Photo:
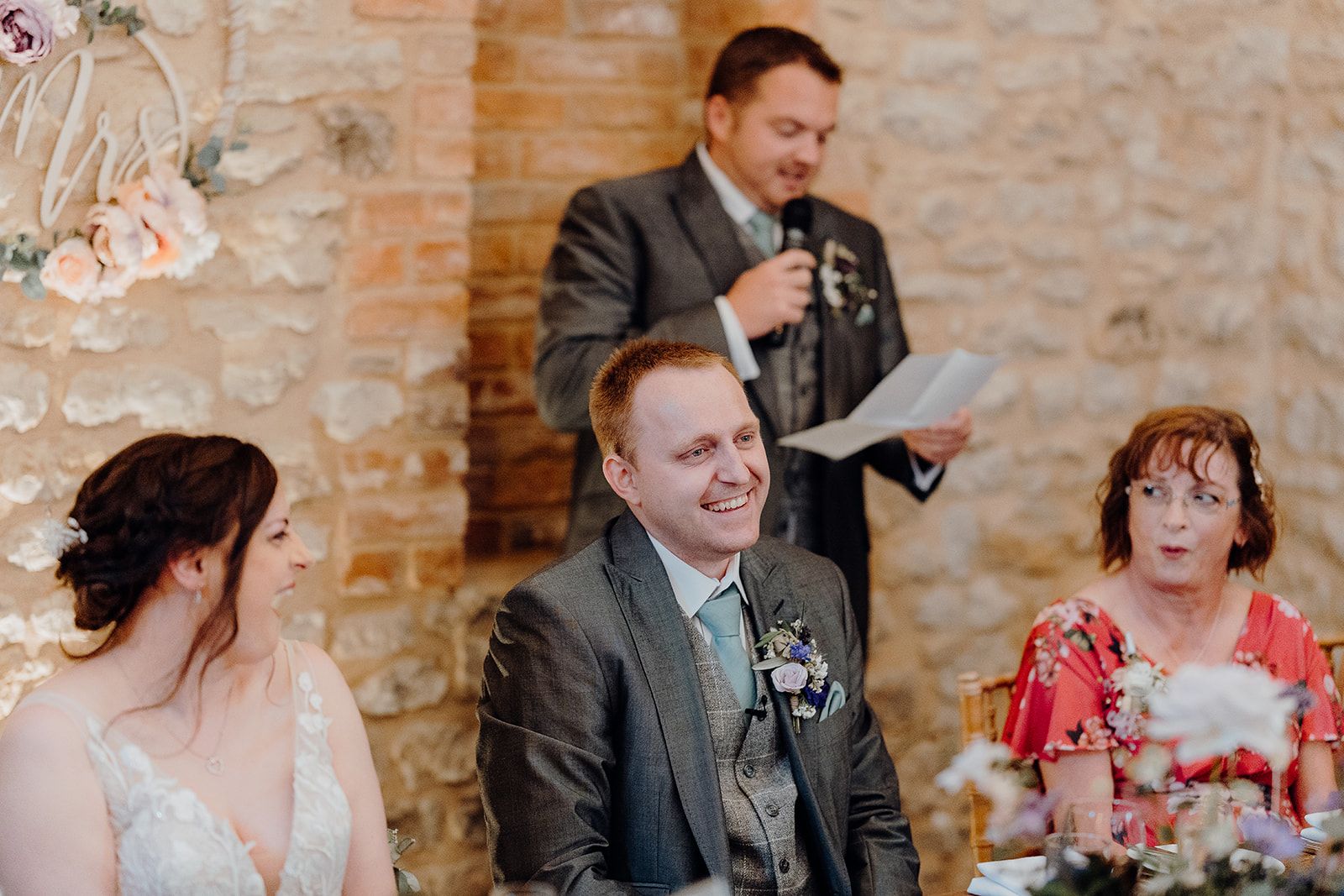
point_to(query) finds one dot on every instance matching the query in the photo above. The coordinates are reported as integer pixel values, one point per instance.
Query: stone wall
(1136, 204)
(331, 328)
(566, 94)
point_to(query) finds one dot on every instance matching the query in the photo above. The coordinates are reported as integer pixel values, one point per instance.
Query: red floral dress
(1070, 698)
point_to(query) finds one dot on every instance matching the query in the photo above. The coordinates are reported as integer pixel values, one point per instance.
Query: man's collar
(734, 201)
(691, 586)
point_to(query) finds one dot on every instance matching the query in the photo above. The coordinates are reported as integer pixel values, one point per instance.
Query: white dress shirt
(692, 589)
(739, 347)
(739, 210)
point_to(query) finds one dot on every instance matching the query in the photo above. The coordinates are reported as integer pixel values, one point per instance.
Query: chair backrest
(980, 701)
(1334, 647)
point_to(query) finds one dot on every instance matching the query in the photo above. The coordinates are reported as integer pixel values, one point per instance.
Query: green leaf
(208, 155)
(33, 286)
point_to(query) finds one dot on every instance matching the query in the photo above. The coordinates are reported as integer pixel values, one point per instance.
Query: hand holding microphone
(777, 291)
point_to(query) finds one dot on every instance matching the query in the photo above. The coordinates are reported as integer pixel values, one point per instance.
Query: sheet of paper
(921, 391)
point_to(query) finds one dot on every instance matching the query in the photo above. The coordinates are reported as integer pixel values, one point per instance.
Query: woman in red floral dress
(1183, 506)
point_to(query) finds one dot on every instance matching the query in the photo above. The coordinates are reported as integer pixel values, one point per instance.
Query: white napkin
(1015, 875)
(985, 887)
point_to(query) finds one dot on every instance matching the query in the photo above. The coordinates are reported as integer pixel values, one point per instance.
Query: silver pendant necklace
(1209, 638)
(214, 765)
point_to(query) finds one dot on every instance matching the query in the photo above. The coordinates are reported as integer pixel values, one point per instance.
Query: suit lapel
(714, 237)
(651, 609)
(770, 598)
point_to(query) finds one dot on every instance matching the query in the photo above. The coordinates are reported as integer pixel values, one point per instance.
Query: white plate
(1241, 859)
(1018, 875)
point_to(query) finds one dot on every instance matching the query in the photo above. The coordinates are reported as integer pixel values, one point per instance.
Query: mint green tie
(763, 231)
(722, 616)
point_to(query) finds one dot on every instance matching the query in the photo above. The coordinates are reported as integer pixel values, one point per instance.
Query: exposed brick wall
(566, 93)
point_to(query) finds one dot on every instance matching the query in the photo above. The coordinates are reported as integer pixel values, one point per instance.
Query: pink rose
(120, 244)
(118, 239)
(26, 31)
(147, 199)
(71, 269)
(790, 678)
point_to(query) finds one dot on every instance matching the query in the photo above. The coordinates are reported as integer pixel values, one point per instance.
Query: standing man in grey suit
(690, 253)
(627, 743)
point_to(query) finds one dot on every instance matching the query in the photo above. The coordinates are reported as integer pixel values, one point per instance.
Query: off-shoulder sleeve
(1057, 703)
(1324, 720)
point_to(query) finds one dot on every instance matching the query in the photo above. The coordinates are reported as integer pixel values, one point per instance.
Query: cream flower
(194, 253)
(118, 238)
(165, 187)
(73, 270)
(26, 31)
(1213, 711)
(65, 19)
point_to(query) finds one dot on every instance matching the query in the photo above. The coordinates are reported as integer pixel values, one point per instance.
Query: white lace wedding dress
(168, 842)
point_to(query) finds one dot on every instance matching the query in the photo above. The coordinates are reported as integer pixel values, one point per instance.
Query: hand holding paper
(921, 391)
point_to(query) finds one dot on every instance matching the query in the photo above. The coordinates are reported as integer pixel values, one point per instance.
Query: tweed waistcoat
(756, 782)
(795, 367)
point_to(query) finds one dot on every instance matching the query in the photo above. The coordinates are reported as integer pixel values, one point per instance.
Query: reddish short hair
(756, 51)
(1158, 439)
(612, 396)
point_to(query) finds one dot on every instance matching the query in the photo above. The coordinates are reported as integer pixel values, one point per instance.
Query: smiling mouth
(284, 594)
(725, 506)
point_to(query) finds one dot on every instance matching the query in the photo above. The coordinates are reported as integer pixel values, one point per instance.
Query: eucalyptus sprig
(202, 164)
(102, 13)
(407, 882)
(24, 258)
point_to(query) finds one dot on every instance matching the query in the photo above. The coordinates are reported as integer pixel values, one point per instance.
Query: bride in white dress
(195, 752)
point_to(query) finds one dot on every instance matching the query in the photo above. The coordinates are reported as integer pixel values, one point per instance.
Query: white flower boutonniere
(796, 667)
(843, 286)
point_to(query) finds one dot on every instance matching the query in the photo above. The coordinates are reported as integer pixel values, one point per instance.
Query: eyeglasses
(1155, 496)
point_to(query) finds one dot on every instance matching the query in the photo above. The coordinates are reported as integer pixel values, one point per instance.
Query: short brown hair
(612, 396)
(1158, 439)
(756, 51)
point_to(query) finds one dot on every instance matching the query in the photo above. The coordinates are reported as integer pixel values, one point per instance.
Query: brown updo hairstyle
(148, 504)
(1156, 443)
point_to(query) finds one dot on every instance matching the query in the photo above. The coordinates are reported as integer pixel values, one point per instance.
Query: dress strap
(307, 699)
(81, 715)
(94, 731)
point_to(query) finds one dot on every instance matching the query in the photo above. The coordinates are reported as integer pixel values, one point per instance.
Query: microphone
(796, 217)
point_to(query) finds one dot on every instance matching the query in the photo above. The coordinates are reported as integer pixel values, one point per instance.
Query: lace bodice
(168, 841)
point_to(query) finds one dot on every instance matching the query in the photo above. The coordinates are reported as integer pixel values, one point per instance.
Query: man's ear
(718, 118)
(188, 569)
(620, 476)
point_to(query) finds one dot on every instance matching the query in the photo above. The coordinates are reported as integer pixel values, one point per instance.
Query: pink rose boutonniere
(796, 667)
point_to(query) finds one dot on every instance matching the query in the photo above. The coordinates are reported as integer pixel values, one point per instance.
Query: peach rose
(165, 187)
(118, 238)
(73, 270)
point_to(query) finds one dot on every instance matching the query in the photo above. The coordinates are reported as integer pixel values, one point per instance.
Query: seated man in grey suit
(692, 253)
(627, 743)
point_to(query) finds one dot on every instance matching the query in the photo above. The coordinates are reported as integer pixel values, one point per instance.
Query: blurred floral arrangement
(1200, 712)
(396, 846)
(155, 226)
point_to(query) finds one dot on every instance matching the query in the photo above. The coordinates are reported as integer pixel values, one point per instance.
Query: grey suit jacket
(645, 255)
(595, 758)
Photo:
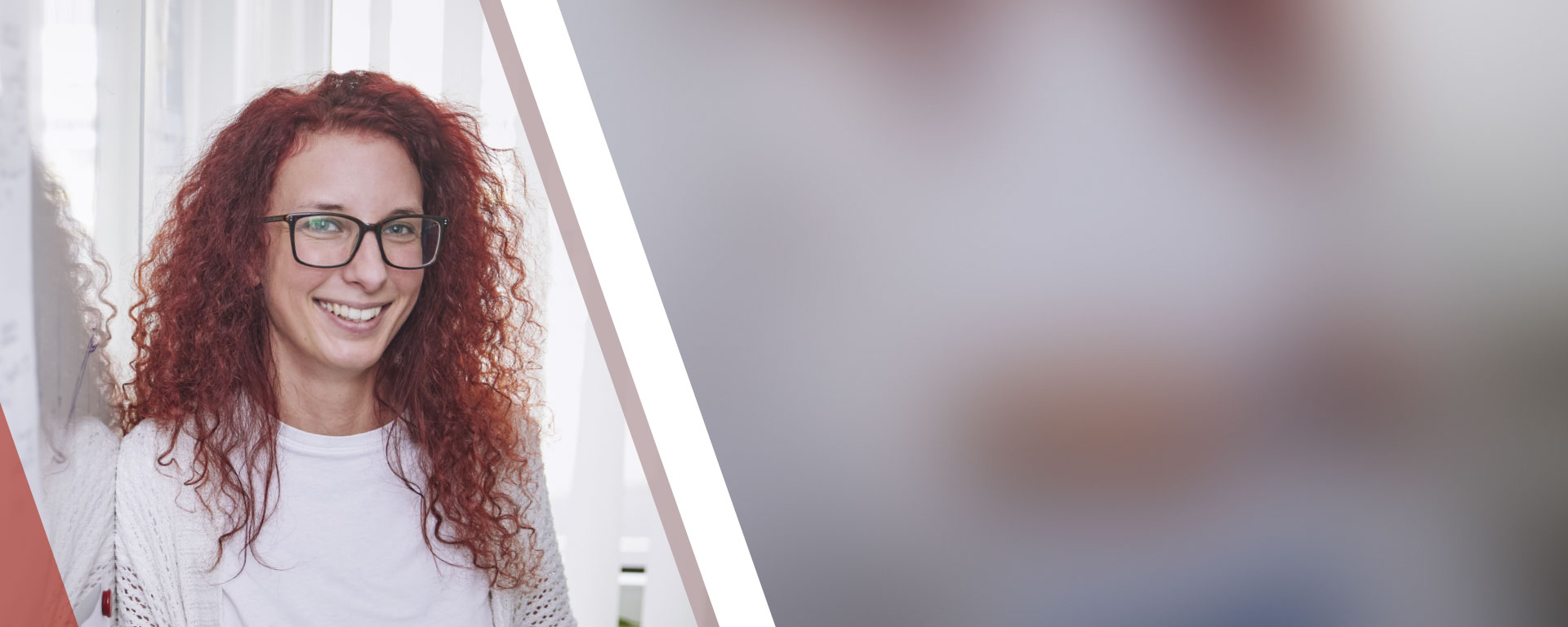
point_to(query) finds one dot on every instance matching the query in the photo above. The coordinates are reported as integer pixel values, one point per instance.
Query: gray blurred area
(1116, 313)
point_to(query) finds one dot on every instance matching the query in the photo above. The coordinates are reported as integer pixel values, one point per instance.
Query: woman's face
(336, 322)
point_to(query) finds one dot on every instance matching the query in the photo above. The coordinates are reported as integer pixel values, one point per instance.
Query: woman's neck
(328, 403)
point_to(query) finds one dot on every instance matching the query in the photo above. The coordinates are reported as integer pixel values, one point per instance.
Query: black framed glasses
(330, 240)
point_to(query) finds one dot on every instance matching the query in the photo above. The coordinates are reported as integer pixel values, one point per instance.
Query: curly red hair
(457, 372)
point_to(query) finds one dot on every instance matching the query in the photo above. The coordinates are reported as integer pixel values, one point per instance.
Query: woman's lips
(350, 317)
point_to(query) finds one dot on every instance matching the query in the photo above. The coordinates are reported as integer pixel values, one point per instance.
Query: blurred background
(1116, 313)
(114, 100)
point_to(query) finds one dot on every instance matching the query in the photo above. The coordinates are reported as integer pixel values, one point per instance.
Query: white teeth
(342, 311)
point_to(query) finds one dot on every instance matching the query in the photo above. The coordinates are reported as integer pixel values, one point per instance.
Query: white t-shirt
(345, 548)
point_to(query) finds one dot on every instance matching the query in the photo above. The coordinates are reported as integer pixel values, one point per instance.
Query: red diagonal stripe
(30, 588)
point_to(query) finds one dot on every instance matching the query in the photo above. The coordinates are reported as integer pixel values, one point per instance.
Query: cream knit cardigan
(165, 543)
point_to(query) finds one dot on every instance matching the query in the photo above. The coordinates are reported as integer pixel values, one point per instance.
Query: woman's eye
(322, 225)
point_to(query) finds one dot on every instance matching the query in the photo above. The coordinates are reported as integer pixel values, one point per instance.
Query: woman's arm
(146, 569)
(546, 603)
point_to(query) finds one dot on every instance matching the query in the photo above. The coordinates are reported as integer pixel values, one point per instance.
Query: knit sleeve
(146, 563)
(78, 509)
(545, 604)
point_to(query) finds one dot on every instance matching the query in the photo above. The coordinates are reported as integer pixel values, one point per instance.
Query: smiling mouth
(352, 314)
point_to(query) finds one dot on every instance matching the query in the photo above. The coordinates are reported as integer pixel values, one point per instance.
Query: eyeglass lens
(330, 240)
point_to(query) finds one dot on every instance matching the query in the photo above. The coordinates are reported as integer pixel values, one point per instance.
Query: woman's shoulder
(143, 456)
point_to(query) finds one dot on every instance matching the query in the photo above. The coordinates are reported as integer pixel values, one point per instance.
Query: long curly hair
(457, 373)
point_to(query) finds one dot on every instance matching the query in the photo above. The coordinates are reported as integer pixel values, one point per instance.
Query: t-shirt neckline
(300, 439)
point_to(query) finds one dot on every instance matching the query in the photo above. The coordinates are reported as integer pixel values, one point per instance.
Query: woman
(328, 419)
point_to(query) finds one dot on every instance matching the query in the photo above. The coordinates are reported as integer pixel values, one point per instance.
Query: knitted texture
(78, 491)
(167, 545)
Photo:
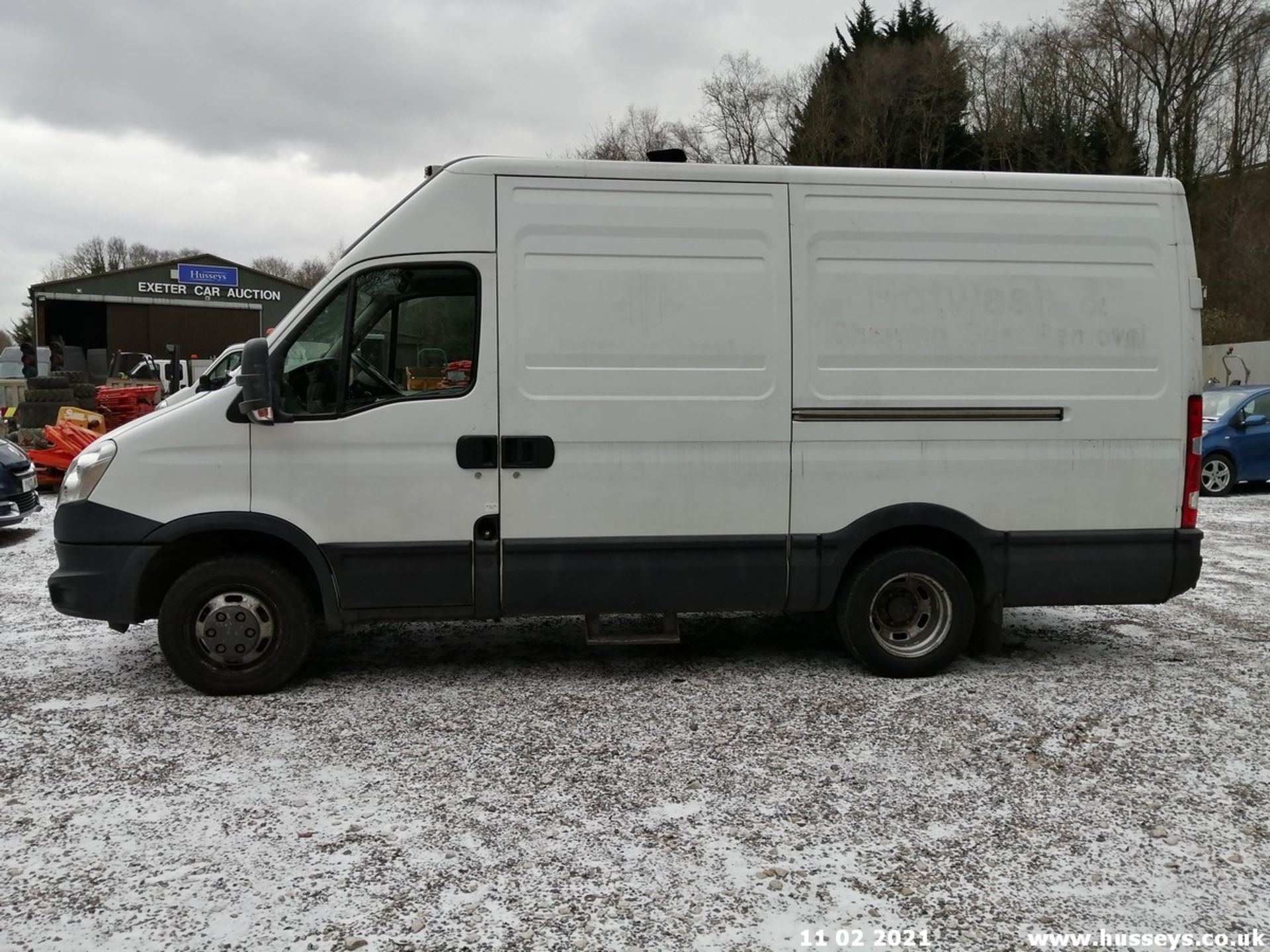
-*-
→ **Work to be completed**
Reproduce the stretch of lines from the start through the line containing "(1183, 506)", substituting "piece of paper" for "sheet of paper" and leaving everything else unchanged. Leave the pictures out.

→ **Task output**
Photo:
point_to(query) finds one dot on every instance matching the query in the photo above. The coordinates are reported as integer pixel values, one point per instance.
Query: stone wall
(1136, 204)
(331, 328)
(566, 94)
point_to(query) finds one dot on every instance matching the query in the photo above. The coordinates are reported as integer pixel values, one point per instance.
Query: red floral dress
(1070, 698)
point_to(query) finds one dot on every instance matching the query in the photo above. The coordinates are reported as integer pixel values, one point per instance.
Query: man's collar
(734, 201)
(691, 586)
point_to(query) finds one dot on every instance matching the query in the photo above. The coordinates are reported as integer pixel values, one point per instance.
Query: white dress shirt
(692, 589)
(739, 347)
(739, 210)
point_to(query) finds one dot on every instance matching the query in the photo above. The coordinates are reported as integer pixel values, one point per instance.
Query: chair backrest
(980, 701)
(1334, 647)
point_to(query) finds one dot on every instance matching the query in the photo above. The coordinates are reported as integer pixel values, one point per instance.
Query: green leaf
(208, 155)
(33, 286)
point_to(query) finds one dot on every instance matching the query in the photo above. The coordinates are reported as integer pixel values, one point per instance.
Query: hand holding microphone
(777, 291)
point_to(query) finds one dot on every instance matching the query in the photo above. The coordinates are reported as integer pixel values, one point per instance.
Query: piece of paper
(921, 391)
point_to(query) finds one dot on every instance matching the query in the photo above. The coordinates are reported as integer pixel values, one point per instance.
Query: woman in red floral dress
(1183, 506)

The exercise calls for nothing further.